▸ **ASSIGNED TASK**
Extract each line of the data and write it out again exactly.

▸ **STORED DATA**
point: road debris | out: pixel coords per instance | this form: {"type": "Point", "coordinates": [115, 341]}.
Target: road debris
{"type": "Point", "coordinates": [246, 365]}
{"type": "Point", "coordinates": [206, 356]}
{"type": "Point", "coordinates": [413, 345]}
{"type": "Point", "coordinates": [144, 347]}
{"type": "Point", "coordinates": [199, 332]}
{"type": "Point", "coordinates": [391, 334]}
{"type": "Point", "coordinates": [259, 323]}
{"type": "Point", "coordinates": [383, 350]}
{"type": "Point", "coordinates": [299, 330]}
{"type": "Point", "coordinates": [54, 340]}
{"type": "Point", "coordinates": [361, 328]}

▸ **FINISHED EXERCISE**
point: road debris | out: pixel coords per instance | this form: {"type": "Point", "coordinates": [115, 341]}.
Target: road debris
{"type": "Point", "coordinates": [246, 365]}
{"type": "Point", "coordinates": [206, 356]}
{"type": "Point", "coordinates": [413, 345]}
{"type": "Point", "coordinates": [144, 347]}
{"type": "Point", "coordinates": [199, 332]}
{"type": "Point", "coordinates": [391, 334]}
{"type": "Point", "coordinates": [259, 323]}
{"type": "Point", "coordinates": [383, 350]}
{"type": "Point", "coordinates": [299, 330]}
{"type": "Point", "coordinates": [54, 340]}
{"type": "Point", "coordinates": [361, 328]}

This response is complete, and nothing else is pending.